Location annotation dataset excerpts:
=======

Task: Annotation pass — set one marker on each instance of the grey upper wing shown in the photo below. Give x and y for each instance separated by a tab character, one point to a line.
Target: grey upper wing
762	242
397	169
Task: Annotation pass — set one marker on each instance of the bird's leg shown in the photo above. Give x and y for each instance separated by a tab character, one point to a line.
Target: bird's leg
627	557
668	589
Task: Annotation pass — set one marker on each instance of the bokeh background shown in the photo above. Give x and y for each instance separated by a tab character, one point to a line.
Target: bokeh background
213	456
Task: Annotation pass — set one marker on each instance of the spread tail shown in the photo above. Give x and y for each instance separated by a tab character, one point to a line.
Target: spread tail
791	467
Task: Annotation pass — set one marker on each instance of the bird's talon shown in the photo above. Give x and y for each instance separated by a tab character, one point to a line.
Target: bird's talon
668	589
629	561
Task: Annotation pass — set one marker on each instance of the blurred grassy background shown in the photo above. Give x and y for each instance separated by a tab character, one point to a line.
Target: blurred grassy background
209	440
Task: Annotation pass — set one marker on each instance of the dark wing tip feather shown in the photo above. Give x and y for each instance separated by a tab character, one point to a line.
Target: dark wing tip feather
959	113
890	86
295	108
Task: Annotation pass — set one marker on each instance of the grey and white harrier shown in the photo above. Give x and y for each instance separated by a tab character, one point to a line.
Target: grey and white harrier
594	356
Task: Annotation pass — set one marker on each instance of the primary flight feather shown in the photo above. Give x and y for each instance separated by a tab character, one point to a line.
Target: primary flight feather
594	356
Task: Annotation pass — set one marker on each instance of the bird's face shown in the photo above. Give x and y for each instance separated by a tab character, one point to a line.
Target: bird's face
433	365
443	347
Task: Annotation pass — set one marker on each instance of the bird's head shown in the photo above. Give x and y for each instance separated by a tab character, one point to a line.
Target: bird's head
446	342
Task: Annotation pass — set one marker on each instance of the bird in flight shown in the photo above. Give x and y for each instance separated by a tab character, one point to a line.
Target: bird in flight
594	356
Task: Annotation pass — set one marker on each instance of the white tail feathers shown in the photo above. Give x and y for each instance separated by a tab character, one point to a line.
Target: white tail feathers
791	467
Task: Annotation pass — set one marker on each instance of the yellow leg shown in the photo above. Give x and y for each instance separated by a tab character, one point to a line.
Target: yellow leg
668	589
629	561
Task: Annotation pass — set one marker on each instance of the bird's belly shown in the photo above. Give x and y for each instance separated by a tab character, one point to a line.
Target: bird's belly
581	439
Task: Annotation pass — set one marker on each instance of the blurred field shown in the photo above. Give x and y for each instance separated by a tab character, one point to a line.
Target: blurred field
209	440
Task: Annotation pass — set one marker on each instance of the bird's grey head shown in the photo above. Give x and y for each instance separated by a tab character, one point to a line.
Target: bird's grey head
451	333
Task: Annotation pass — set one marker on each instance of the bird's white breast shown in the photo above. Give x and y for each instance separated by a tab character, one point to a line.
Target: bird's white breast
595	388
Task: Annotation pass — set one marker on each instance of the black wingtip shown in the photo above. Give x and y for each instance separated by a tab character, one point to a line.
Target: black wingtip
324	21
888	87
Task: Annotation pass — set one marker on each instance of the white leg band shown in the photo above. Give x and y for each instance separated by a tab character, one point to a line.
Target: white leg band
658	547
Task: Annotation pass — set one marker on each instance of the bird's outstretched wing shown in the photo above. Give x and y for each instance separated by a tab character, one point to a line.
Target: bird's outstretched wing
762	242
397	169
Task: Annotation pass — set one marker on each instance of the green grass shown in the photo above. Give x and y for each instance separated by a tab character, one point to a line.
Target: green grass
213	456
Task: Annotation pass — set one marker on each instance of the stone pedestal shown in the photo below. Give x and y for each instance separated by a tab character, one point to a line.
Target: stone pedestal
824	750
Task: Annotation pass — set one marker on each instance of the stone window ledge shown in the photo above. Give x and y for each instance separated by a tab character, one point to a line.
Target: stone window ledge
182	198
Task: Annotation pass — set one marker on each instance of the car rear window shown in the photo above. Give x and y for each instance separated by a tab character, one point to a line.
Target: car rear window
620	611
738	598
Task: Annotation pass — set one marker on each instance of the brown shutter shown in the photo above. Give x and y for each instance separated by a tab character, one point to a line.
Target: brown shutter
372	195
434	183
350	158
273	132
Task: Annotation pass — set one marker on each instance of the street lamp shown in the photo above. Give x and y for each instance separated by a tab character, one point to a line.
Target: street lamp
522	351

=======

▶ YOUR INSTRUCTIONS:
Return, word for word, the lines of the material from the line containing "the bird's outstretched" through the final line of the material, including both of those lines.

▶ ANSWER TO THE TASK:
Task: Annotation pass — set one marker on each instance of the bird's outstretched wing shown in the photo above. Give x and y for each instance separated by a tab character, one point to a line.
Target: bird's outstretched wing
762	242
397	169
Task: Annotation pass — set one marker on each instance of the green grass shown in the photo above. Give x and y for each instance separated by a tab character, one point to a line.
Target: green grass
213	456
Task: Annotation pass — set one marker on each instance of the stone pedestal shown in the photo below. Give x and y for each instance separated by a tab character, one point to a line.
Target: stone pedestal
824	750
Task: Annotation pass — set one marker on each instance of the stone window ledge shown in the photo above. Give x and y for each instance separated by a tab character, one point to a line.
Target: stone window ledge
182	198
Task: Annotation pass — set one marker on each instance of the car rear window shown in the photo above. Give x and y for each instance separated by a tab character, one point to a line.
Target: car rear window
620	611
738	598
Task: Annotation pass — set one marker on each instance of the brown shutter shown in the photo above. Give x and y for each instance separated by a tab character, one point to a line.
Target: brown shutter
372	195
434	183
350	158
273	132
Task: Annotation pass — set one marker on each instance of the street lamp shown in the photo above. Give x and y for each instance separated by a tab character, one point to a line.
Target: street lamp
522	351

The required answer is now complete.